Lesbian Herstory Archives AudioVisual Collections

Rose Jordan, May 23, 1993

Item

rose.png

Title

Rose Jordan, May 23, 1993

Subject

social life, women, demonstrations, women's political organizations

Description

Rose Jordan discusses her involvement with women’s political organizations and feminist groups and the schism that existed between 2 generations of lesbian women.

Date Created

1993-05-23

Contributor

Pratt Institute, School of Information and Library Science, LIS 668 Moving Image and Sound Archiving students. Edited by Lauren Allshouse, Kim Loconto, Rachel Smiley, and Sara White.

Type

Video Recording, Oral History

Identifier

Jordan_Rose_tape1_23May1993

Rights Holder

Lesbian Herstory Archives, Contact Designation: Maxine Wolfe, Contact Address: 484 14th Street, Brooklyn, NY 11215, Phone Number: 718-768-3953

Physical Format

VHS

Transcription

Rose Jordan Transcription: May 23rd. 1993

00:00:22 - Title card reads, “LHA, DOB Video Project, Tape # M- 66, Rose Jordan, New York City, May 23, 1993”

00:00:30 - Second title card reads “LHA/DOB Video Project – Morgan Gwenwald, Manuela Soares, Sara Yager”

00:00:33 - Audio begins with RJ speaking, video starts on RJ

00:00:33 - 00:01:01- Pre-interview chatting out of context

00:01:03 - (Interview Begins) RJ: Uh, alright, ask me a question.

00:01:07 - Interviewer: So how did you, how did you, um, come to DOB? How did you discover it?

00:01:11 - RJ: I think it was purely by accident. Uh, around 1968 my lover and I went to Chicago because I quit a job that I couldn’t stand anymore. I was being harassed and-and I just couldn’t take it. So I decided, and we discussed it, and I said, we’re, we’re leaving town. So we packed up in a van and we went to Chicago because I knew someone in, uh, Carbondale and she had said to me, “Oh you come to Carbondale, you’ll be able to get a job!” and none of it was true. Ok (laughs) so we got a little screwed about that.

- [Given problem] Quote the Rose Jordan catalog entry above in full, word for word, with nothing added or left out.

- [Provided data]

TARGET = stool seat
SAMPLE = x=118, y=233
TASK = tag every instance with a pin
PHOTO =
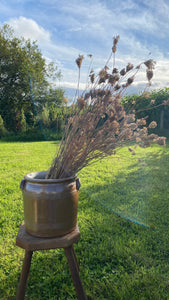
x=31, y=243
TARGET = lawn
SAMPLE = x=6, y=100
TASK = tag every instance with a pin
x=123, y=218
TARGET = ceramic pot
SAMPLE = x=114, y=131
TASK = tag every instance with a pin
x=50, y=205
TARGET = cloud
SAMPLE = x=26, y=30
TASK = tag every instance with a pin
x=78, y=27
x=30, y=29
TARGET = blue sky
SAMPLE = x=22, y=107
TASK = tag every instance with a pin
x=64, y=29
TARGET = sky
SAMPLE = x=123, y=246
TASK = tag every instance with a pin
x=64, y=29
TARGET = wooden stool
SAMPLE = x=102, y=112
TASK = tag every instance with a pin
x=31, y=243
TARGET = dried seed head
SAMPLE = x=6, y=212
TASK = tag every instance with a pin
x=141, y=122
x=92, y=77
x=129, y=67
x=149, y=74
x=130, y=80
x=166, y=102
x=102, y=73
x=115, y=40
x=81, y=103
x=153, y=124
x=150, y=64
x=114, y=49
x=115, y=71
x=79, y=60
x=122, y=72
x=117, y=87
x=146, y=94
x=161, y=141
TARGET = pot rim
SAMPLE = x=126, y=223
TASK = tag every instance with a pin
x=33, y=177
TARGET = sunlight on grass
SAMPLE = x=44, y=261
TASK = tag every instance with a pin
x=118, y=259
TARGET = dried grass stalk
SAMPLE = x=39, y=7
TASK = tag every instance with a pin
x=99, y=124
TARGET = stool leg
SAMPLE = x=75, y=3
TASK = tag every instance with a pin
x=73, y=265
x=24, y=275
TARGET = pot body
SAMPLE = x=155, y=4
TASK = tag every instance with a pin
x=50, y=205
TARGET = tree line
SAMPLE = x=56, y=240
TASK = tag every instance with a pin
x=27, y=95
x=32, y=108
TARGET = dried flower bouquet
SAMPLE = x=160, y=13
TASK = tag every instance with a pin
x=99, y=123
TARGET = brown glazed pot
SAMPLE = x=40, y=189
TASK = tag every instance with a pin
x=50, y=205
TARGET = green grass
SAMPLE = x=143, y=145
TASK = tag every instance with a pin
x=118, y=259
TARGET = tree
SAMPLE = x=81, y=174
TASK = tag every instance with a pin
x=22, y=65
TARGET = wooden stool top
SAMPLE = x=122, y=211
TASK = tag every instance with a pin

- [Result of this exercise]
Lesbian Herstory Archives AudioVisual Collections

Rose Jordan, May 23, 1993

Item

rose.png

Title

Rose Jordan, May 23, 1993

Subject

social life, women, demonstrations, women's political organizations

Description

Rose Jordan discusses her involvement with women’s political organizations and feminist groups and the schism that existed between 2 generations of lesbian women.

Date Created

1993-05-23

Contributor

Pratt Institute, School of Information and Library Science, LIS 668 Moving Image and Sound Archiving students. Edited by Lauren Allshouse, Kim Loconto, Rachel Smiley, and Sara White.

Type

Video Recording, Oral History

Identifier

Jordan_Rose_tape1_23May1993

Rights Holder

Lesbian Herstory Archives, Contact Designation: Maxine Wolfe, Contact Address: 484 14th Street, Brooklyn, NY 11215, Phone Number: 718-768-3953

Physical Format

VHS

Transcription

Rose Jordan Transcription: May 23rd. 1993

00:00:22 - Title card reads, “LHA, DOB Video Project, Tape # M- 66, Rose Jordan, New York City, May 23, 1993”

00:00:30 - Second title card reads “LHA/DOB Video Project – Morgan Gwenwald, Manuela Soares, Sara Yager”

00:00:33 - Audio begins with RJ speaking, video starts on RJ

00:00:33 - 00:01:01- Pre-interview chatting out of context

00:01:03 - (Interview Begins) RJ: Uh, alright, ask me a question.

00:01:07 - Interviewer: So how did you, how did you, um, come to DOB? How did you discover it?

00:01:11 - RJ: I think it was purely by accident. Uh, around 1968 my lover and I went to Chicago because I quit a job that I couldn’t stand anymore. I was being harassed and-and I just couldn’t take it. So I decided, and we discussed it, and I said, we’re, we’re leaving town. So we packed up in a van and we went to Chicago because I knew someone in, uh, Carbondale and she had said to me, “Oh you come to Carbondale, you’ll be able to get a job!” and none of it was true. Ok (laughs) so we got a little screwed about that.